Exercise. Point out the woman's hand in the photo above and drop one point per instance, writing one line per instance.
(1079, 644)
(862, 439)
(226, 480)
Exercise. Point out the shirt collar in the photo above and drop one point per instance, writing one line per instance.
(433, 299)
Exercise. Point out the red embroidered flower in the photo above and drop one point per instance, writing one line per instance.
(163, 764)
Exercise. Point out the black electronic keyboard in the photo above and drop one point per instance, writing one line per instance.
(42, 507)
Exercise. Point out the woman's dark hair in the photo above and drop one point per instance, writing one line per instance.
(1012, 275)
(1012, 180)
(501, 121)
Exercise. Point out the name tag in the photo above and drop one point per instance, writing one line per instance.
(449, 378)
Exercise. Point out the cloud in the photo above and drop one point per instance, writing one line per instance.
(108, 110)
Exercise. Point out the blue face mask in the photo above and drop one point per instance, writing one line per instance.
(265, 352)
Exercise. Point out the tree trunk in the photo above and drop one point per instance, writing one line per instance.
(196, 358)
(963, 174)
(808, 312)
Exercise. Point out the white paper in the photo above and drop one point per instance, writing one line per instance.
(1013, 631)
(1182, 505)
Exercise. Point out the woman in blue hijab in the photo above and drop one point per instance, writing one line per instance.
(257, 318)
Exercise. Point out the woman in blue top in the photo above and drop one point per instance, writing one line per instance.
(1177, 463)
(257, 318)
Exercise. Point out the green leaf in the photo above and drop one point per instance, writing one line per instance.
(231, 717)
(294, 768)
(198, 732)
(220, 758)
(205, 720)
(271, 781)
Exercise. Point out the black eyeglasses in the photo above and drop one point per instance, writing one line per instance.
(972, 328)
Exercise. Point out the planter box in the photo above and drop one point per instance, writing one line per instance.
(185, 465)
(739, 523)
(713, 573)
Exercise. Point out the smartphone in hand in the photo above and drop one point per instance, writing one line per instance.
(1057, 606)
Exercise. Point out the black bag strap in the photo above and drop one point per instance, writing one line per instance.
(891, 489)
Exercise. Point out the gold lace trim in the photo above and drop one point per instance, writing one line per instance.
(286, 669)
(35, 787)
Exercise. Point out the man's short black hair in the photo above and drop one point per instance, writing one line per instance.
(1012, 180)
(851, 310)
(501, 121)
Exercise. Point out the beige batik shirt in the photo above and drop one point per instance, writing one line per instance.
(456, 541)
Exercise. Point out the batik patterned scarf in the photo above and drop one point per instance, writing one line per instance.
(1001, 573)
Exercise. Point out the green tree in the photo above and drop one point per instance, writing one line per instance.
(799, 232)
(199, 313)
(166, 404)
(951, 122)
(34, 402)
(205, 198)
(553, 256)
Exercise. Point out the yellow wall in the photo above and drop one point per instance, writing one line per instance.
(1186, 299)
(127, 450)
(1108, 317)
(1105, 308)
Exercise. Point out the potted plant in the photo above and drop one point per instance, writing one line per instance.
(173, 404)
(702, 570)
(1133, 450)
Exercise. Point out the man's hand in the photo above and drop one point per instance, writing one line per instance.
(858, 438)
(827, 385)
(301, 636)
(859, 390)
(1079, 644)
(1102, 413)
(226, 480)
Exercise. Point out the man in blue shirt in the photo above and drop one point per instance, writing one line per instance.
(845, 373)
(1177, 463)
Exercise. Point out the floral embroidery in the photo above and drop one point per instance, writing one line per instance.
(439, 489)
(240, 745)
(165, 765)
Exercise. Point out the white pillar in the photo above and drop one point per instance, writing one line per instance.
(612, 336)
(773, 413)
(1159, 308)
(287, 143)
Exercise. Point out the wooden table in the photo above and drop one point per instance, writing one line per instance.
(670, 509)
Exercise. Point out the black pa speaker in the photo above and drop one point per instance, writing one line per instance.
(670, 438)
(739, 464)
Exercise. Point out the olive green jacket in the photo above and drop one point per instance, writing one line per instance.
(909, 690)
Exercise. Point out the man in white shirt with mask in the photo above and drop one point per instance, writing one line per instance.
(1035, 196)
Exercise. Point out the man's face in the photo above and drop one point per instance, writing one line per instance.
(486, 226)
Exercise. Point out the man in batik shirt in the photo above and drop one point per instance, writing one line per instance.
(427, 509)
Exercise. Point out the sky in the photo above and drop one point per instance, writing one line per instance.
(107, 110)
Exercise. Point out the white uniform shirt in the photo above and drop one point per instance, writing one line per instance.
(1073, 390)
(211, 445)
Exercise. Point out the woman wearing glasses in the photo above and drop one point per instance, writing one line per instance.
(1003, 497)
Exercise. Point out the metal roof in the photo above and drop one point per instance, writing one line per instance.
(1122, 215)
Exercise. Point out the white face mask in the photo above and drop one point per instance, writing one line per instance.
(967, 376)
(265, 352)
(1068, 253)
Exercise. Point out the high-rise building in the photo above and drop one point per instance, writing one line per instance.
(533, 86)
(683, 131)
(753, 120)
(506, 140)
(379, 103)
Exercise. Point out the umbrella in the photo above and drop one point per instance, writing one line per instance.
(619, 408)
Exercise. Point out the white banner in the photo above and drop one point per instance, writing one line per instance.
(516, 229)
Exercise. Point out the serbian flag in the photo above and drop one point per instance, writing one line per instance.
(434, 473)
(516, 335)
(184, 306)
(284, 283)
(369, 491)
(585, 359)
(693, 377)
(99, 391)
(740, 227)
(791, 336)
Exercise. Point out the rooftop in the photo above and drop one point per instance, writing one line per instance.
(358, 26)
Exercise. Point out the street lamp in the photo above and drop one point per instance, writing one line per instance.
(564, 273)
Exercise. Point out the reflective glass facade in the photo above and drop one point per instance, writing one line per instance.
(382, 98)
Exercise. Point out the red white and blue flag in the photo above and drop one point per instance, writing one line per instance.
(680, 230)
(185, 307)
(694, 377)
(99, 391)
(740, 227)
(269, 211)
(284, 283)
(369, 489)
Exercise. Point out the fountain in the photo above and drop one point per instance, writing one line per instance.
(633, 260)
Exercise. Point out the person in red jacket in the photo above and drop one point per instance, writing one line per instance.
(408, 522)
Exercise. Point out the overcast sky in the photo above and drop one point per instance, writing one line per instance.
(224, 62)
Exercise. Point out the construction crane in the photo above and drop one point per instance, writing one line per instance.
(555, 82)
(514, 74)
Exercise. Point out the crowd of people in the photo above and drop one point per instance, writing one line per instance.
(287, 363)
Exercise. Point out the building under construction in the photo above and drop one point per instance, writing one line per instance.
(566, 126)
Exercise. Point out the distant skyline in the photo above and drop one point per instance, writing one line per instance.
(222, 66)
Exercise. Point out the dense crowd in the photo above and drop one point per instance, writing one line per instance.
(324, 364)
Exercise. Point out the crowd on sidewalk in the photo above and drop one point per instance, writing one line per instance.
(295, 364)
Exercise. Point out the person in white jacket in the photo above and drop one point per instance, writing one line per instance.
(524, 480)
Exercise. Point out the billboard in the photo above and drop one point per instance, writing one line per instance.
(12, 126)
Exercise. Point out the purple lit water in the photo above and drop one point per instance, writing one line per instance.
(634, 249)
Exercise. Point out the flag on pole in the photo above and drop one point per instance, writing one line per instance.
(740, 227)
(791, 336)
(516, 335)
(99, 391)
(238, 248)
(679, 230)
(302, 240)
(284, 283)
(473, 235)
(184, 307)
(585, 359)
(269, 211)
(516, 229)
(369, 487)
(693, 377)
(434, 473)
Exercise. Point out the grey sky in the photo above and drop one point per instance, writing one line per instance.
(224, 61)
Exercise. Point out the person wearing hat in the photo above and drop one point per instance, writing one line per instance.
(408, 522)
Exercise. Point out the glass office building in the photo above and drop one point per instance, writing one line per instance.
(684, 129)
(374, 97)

...

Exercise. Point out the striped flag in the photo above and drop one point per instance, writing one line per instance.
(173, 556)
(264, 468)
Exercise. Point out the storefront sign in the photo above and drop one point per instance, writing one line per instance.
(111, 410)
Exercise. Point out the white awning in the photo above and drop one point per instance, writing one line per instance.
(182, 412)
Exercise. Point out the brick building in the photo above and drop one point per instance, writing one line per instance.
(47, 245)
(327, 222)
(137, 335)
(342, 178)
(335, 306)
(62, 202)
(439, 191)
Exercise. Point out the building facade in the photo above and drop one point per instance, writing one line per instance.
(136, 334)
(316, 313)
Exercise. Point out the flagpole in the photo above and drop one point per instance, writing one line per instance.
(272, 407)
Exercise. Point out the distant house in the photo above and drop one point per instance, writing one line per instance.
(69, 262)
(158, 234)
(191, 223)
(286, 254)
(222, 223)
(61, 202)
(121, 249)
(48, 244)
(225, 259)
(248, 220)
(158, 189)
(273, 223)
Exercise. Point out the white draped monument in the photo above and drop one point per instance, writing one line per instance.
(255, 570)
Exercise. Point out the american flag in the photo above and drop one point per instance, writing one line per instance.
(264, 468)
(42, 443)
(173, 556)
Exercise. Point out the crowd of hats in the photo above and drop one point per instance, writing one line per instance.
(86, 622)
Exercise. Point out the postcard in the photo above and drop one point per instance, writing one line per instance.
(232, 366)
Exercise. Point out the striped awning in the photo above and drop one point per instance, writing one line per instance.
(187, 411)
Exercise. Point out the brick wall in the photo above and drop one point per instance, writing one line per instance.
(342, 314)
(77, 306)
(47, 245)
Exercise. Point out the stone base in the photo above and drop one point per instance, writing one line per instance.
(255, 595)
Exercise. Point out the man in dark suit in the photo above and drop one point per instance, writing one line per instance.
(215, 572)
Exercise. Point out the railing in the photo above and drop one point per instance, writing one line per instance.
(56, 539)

» **EXERCISE DETAILS**
Turn the entries from the line with "Exercise. Point out the man in white" up to and including the line with "(1068, 253)" into a two-column CSV with the columns text and answer, one row per entry. Put each entry's text and its answer in a single quoted field apiece, with line breaks replaced by spaces.

» **WRITTEN SOLUTION**
text,answer
"Exercise. Point out the man in white shirt with mask in the photo above and drop one point per instance, writing one line per instance.","(1035, 196)"
"Exercise. Point out the man's face in the photo above and drop one point per instance, writing one line per instance.","(486, 226)"
"Exercise. Point out the man in batik shirt in the photo above and drop one point per instance, writing one line per instance.","(427, 509)"
"Exercise. Point out the sky in the photo above and drop one point per instance, writing one line per instance.","(107, 110)"
"Exercise. Point out the white uniform shirt in the photo above and drop one point per instance, writing one line per instance.","(1073, 390) (211, 445)"
"Exercise. Point out the woman wearing glasses in the photo above and drop one point per instance, writing one line per instance.","(1003, 497)"
"Exercise. Point out the metal roof in the photo above and drop one point per instance, writing one line per instance.","(1122, 215)"
"Exercise. Point out the white face mask in the photo above and drop one point per instance, writing one line per instance.","(967, 376) (265, 352) (1068, 253)"